>> Begin Data for this exercise
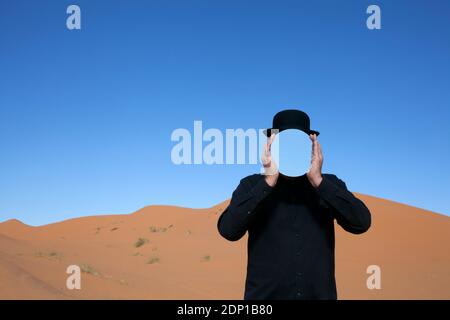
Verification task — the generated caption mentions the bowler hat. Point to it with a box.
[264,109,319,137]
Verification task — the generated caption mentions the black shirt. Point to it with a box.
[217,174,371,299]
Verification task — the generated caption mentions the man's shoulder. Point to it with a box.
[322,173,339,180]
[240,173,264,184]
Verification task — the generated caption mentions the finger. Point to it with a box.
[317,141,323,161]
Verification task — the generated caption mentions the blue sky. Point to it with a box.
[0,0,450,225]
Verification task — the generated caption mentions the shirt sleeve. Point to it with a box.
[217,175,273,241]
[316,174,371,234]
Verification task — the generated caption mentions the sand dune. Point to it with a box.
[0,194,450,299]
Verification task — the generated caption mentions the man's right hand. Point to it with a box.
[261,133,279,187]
>> End Data for this exercise
>> Begin Data for this exercise
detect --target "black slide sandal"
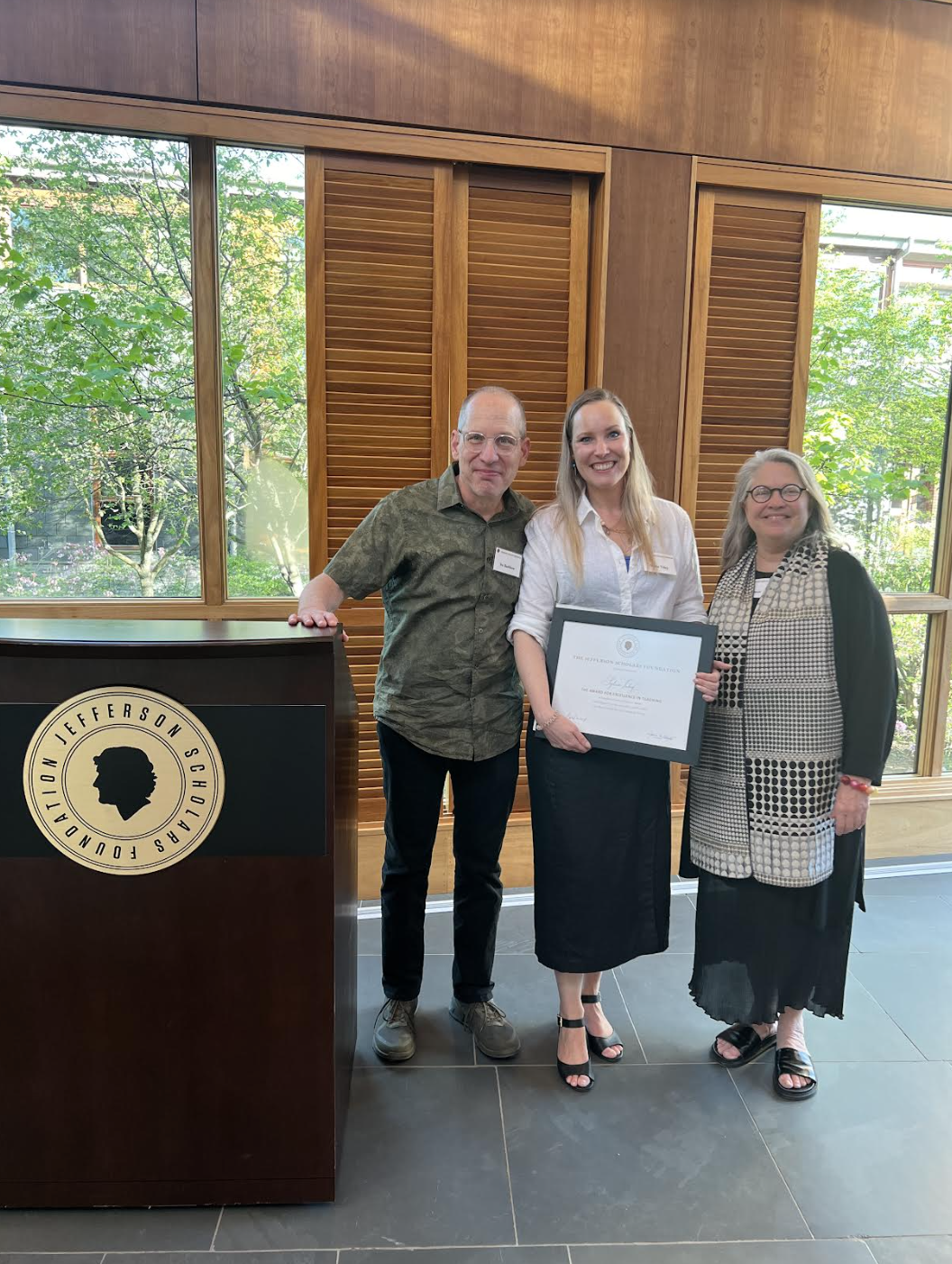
>> End Data for this exercise
Exercise prompt >> Please rewrite the lines above, from the one containing "Verification task — the generated caption mentions the finger." through the one containing "[0,0,450,225]", as a JSON list of strings with one string per line. Leave out any blank lines.

Exercise output >>
[
  "Verification task — the generated caption mentions the finger. Point to it with a box.",
  "[317,141,323,161]",
  "Verification task — the generated caption mentions the blue sky. Point to it with a box.",
  "[0,0,450,225]"
]